Needless to say, I am also everyday thankful for Professor Johnson's efforts. Thank you, sir, for caring. As they say in that TV commercial, you might think that it's strange that some of us think that it's strange that you care, but it really matters to those of us who are close to losing giving up on humanity and retreating into the mountains to study our interests in isolation. Not that I care personally about the lacrosse players, but I do care about people who believe in the pursuit of truth. It's good to know that you're out there somewhere.

Anonymous said...

I have read more of Prof. Gustafson's posts, and have concluded that if someone wishes to learn to write with clarity and passion, perhaps that person needs to go to the Engineering Department at Duke instead of English. Prof. Gustafson definitely could teach some people there how to write!

Anonymous said...

We hold these truths to be self-evident, that all men are created equal, that they are endowed by their Creator with certain unalienable Rights, that among these are Life, Liberty and the pursuit of Happiness.

How can Nifong or the Gang of 88 justify their actions when held to the standard our country was founded under.

Anonymous said...

I wonder if each of these 88 would have run that ad if they were the only signatory. I wonder how many read it. It can be easy to lend your name when 88 of your colleagues pronpt you. It just depends on what your name means to you.

Anonymous said...

bill anderson surmised:"...if someone wishes to learn to write with clarity and passion, perhaps that person needs to go to ... Prof. Gustafson ..."

If one wished to learn to write with clarity at Duke, one should go to the Law School and learn from George Gopen.

Anonymous said...

Dr. G is the best!!!!!!! We are thrilled that our son is at Duke, and in Engineering--he has had Dr. G and loves him!!!! We have met him, and know him to be not only brilliant, but funny and personable. Thank God for professors like him who have the courage to speak out against the outrageous comments and attitudes for which his colleagues are responsible.

Anonymous said...

I applaud Dr. Gustafson's courage in speaking out, and I continue to hope other Duke professors will follow his lead. My son is a third-year Duke engineering student, and he has great respect for Dr. G, both as a class instructor and as a man of exemplary character and leadership.

Anonymous said...

Gustafon's comments are important. Not only to the Professors of the left prejudge the students, they also prejudge the source of the outrage of the alumns while also revealing shocking ignorance about important legal trends. I am a Duke graduate (as it my brother and other members of my family). Long before this case arose, as an attorney I was well aware of the difficulties of the legal system and the mistreatment of multiple defendants. Despite being a white corporate lawyer,I volunteered my time to assist many minority defendants who I believed had been mistreated or overcharged. In my own state of Illinois, we had an epidemic of prosecutorial and police misconduct that resulted both in the conviction of the innocent and, by definition, the failure to find and incarcerate the. As in North Carolina, (Project Innoncence) all walks of society worked to remedy these issues and the prosecutors are far more open to consideration of error.

Just today, for example, an inmate incarcerated in 1992 is having his case re-opened because of a DNA match.

So, when those of us who (as lawyers and law professors) apply these well known and decade old issues to an obvious misjudgment to have profoundly ignorant and unqualified english professors examine the issues through their "rubric" of gender and race it is laughable.

The prejudice is assuming that people who are upset and outraged by Nifong's treatment never cared about these issues before, never thought about these issues before, and only care because they are lacrosse players is a window into their own limited mind.

::::::::

* Work instruction 1 *
In the comment thread, whose teaching at the Law School does one commenter recommend for learning to write with clarity at Duke?
* Work instruction 2 *
Decide whether each statement agrees with the comment thread, and for each one answer yes or no, quoting the words of the thread that settle it. (a) One commenter's son is a third-year engineering student at Duke. (b) The attorney who commented practices in North Carolina. (c) The inmate whose case is being re-opened was incarcerated in 2002.
* Work instruction 3 *
Reproduce the stretch of the comment thread from "How can Nifong" through "means to you." word for word.

* Data for review *
::::::::

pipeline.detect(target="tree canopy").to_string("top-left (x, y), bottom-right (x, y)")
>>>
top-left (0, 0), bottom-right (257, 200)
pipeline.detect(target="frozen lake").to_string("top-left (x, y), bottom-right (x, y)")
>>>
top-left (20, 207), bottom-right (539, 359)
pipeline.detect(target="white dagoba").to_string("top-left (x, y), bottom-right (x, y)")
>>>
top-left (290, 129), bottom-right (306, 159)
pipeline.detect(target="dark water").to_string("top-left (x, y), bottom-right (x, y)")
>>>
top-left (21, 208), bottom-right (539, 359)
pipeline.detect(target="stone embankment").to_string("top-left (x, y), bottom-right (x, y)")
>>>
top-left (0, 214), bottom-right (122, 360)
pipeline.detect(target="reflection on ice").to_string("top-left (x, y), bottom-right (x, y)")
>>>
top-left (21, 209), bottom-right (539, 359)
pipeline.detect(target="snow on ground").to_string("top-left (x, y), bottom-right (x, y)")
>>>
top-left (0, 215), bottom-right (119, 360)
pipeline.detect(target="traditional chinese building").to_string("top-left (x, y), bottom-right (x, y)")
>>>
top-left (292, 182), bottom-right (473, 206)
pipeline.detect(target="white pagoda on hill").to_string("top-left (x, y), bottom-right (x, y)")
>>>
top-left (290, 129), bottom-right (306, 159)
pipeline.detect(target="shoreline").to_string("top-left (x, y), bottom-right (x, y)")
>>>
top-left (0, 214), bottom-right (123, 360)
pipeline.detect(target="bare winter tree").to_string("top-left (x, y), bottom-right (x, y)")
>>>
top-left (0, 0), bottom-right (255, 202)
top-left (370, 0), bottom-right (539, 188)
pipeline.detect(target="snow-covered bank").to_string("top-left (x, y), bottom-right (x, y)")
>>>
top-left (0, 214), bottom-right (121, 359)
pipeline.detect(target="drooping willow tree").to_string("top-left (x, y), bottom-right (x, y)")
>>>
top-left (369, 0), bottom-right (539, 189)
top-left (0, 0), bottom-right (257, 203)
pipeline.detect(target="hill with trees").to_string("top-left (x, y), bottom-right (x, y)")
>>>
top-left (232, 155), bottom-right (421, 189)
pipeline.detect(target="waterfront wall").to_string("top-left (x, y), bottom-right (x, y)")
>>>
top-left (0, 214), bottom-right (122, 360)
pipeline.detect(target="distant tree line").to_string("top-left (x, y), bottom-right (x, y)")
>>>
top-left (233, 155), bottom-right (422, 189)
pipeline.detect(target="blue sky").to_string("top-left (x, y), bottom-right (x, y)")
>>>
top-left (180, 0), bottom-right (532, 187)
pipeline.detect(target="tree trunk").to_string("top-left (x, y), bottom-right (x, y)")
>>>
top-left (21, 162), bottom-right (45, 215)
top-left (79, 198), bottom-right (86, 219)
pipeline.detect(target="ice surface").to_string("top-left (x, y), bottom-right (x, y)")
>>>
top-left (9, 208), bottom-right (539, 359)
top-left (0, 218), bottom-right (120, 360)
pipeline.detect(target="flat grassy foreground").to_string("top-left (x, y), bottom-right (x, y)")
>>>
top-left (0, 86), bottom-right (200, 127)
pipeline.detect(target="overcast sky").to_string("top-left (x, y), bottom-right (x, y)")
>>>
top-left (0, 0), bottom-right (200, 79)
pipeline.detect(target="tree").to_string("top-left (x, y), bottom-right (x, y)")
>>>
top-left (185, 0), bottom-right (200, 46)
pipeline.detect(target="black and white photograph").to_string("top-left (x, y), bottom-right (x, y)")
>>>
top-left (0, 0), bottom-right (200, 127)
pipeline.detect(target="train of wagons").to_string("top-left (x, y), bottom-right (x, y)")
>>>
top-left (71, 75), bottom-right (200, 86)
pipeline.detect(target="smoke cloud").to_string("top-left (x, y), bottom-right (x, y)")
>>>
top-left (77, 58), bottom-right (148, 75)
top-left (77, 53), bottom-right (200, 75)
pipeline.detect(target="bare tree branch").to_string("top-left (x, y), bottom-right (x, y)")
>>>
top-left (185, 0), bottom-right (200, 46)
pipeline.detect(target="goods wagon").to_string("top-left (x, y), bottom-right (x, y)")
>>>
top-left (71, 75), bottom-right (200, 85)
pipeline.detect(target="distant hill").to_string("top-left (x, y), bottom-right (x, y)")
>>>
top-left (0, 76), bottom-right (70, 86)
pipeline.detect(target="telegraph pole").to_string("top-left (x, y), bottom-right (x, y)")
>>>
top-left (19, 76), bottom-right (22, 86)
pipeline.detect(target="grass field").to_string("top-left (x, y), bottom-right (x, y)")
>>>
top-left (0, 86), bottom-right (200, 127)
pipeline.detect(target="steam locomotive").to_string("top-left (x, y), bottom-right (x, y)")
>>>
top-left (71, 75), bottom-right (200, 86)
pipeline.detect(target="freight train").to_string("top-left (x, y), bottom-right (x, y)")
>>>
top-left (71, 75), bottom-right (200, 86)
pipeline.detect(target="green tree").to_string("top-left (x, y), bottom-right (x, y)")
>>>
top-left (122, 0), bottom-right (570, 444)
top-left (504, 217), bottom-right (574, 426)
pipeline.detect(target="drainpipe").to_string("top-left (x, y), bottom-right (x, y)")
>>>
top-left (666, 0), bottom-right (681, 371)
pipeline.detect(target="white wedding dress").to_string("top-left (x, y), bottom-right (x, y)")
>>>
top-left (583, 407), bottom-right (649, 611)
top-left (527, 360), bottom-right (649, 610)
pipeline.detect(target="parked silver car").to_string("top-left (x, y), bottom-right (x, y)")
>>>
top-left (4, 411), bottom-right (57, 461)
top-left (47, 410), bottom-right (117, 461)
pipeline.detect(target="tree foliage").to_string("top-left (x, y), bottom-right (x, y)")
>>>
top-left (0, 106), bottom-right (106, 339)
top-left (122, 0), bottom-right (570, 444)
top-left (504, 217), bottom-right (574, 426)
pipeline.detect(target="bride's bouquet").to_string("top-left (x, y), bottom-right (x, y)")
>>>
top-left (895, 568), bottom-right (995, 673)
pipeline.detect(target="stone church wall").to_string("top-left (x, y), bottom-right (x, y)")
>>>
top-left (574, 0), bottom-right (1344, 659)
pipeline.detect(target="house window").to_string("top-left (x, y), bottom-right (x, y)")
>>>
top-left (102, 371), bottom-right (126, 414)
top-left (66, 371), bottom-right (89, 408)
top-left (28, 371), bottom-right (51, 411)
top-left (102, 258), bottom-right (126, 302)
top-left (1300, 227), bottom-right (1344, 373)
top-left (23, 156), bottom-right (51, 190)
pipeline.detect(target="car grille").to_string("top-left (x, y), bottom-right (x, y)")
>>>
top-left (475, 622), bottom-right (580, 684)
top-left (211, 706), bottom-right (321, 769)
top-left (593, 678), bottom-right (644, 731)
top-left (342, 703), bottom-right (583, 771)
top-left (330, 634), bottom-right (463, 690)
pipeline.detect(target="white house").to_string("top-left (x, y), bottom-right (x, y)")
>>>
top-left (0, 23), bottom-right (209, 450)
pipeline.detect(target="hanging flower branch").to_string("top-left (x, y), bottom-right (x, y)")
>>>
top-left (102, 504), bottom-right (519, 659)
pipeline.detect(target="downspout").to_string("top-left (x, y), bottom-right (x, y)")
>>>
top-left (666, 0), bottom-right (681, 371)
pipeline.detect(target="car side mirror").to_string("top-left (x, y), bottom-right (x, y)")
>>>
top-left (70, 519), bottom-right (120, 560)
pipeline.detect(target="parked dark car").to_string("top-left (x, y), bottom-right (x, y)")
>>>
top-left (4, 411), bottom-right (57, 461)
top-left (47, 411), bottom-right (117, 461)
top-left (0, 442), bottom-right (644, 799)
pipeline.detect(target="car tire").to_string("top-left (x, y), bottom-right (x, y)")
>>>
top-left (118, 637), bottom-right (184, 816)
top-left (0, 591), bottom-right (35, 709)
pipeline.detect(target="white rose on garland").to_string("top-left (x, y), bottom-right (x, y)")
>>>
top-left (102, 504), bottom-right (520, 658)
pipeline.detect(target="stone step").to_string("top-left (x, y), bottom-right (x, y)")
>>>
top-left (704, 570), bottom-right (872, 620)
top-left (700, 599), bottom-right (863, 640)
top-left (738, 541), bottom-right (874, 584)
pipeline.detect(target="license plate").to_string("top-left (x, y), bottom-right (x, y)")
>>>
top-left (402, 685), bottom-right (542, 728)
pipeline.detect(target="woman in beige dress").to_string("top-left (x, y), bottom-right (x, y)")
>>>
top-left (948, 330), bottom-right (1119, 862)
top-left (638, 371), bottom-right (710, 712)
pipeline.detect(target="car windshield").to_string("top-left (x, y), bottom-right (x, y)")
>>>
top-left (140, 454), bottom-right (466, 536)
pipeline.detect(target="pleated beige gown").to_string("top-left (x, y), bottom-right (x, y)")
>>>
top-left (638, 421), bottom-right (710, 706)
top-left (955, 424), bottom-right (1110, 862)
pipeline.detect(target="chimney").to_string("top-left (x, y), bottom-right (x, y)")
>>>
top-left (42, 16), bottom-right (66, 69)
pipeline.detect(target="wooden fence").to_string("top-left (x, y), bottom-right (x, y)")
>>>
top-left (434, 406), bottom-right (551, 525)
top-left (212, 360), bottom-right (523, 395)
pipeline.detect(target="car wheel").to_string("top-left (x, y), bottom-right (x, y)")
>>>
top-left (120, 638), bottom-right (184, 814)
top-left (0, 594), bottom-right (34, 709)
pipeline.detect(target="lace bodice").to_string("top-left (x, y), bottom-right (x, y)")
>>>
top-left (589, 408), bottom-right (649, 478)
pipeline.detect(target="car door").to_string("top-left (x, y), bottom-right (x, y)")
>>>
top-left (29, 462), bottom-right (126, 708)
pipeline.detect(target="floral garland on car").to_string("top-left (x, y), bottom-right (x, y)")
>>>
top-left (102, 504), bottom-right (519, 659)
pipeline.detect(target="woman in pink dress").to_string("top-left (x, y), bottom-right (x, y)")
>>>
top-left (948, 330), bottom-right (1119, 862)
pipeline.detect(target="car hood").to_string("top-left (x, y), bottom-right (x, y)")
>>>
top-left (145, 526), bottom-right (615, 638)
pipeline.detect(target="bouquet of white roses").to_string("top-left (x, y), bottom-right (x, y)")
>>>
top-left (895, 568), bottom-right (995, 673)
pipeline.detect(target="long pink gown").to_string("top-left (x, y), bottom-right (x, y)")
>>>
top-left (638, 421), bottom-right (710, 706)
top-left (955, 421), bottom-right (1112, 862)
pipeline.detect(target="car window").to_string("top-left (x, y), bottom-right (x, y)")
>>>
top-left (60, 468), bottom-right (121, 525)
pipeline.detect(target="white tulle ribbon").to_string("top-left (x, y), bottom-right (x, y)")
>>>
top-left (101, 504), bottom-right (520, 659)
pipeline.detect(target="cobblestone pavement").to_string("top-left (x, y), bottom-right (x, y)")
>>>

::::::::

* Written response 1 *
George Gopen's.

* Written response 2 *
(a) Yes: "My son is a third-year Duke engineering student"
(b) No: "In my own state of Illinois"
(c) No: "an inmate incarcerated in 1992 is having his case re-opened because of a DNA match"

* Written response 3 *
How can Nifong or the Gang of 88 justify their actions when held to the standard our country was founded under.

Anonymous said...

I wonder if each of these 88 would have run that ad if they were the only signatory. I wonder how many read it. It can be easy to lend your name when 88 of your colleagues pronpt you. It just depends on what your name means to you.